::: Данные для задания :::

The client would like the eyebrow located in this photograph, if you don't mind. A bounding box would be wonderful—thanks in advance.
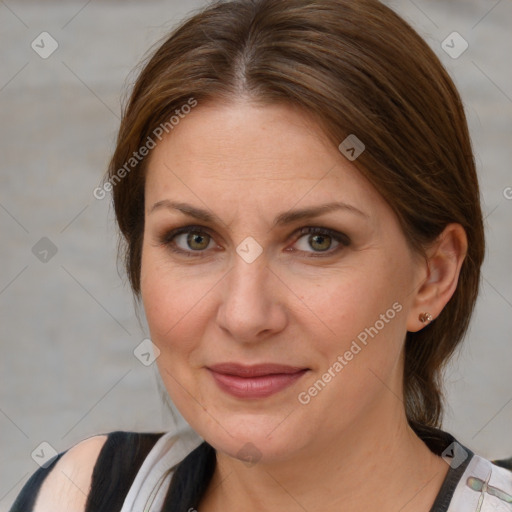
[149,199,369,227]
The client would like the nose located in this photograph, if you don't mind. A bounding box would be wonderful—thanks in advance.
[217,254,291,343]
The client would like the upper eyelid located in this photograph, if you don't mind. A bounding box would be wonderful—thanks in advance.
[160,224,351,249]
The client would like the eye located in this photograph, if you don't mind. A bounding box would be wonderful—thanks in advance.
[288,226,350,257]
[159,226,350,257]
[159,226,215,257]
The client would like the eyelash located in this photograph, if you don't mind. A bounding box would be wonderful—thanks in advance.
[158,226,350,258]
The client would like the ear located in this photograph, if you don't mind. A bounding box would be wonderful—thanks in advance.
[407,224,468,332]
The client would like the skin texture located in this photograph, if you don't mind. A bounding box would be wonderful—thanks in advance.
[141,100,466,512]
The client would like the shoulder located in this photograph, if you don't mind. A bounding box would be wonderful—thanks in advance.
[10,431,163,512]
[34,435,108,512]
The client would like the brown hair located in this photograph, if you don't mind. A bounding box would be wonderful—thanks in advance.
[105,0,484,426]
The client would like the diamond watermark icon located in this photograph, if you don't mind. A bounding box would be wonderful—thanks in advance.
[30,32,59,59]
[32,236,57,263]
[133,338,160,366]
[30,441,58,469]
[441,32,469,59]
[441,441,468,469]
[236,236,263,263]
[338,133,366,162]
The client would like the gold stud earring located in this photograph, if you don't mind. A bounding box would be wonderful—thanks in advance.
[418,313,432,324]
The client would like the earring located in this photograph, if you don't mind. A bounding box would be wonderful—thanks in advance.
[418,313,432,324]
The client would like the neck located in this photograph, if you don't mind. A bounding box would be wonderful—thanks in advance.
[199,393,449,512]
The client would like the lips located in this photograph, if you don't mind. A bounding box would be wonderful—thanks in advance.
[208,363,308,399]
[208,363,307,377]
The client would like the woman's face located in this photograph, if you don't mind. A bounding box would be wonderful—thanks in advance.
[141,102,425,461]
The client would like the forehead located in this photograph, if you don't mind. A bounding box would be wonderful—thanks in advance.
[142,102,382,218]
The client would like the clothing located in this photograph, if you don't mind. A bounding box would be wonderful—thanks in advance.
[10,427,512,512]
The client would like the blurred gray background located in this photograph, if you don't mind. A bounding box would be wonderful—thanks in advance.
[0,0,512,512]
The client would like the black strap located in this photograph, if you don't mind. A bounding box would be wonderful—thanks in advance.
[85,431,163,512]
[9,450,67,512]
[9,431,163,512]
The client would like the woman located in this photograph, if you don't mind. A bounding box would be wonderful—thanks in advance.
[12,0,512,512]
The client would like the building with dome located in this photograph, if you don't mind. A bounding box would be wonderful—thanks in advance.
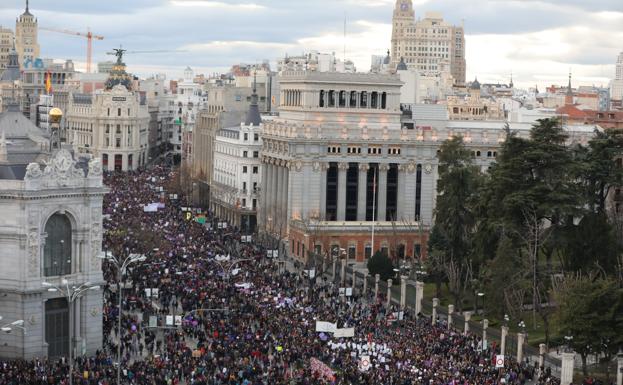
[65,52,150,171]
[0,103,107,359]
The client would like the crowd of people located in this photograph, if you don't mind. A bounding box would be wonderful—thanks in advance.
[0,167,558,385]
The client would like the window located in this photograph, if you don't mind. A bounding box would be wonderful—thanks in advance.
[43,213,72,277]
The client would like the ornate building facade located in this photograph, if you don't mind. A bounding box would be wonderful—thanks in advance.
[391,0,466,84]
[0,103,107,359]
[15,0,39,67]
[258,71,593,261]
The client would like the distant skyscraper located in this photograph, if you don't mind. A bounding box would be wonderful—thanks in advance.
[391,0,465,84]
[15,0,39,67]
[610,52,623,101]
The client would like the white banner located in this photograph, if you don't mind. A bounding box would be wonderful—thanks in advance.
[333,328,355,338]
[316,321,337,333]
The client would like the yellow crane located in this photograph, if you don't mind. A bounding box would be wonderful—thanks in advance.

:::

Указания к упражнению> Оформите как JSON-список строк строки записей, начиная со строки, где есть «The client would like the brown», и до строки с «[105,0,484,426]» включительно. Каждая строка записей становится отдельной строкой списка, пустые строки пропустите.

Решение задачи>
[
  "The client would like the brown hair located in this photograph, if you don't mind. A bounding box would be wonderful—thanks in advance.",
  "[105,0,484,426]"
]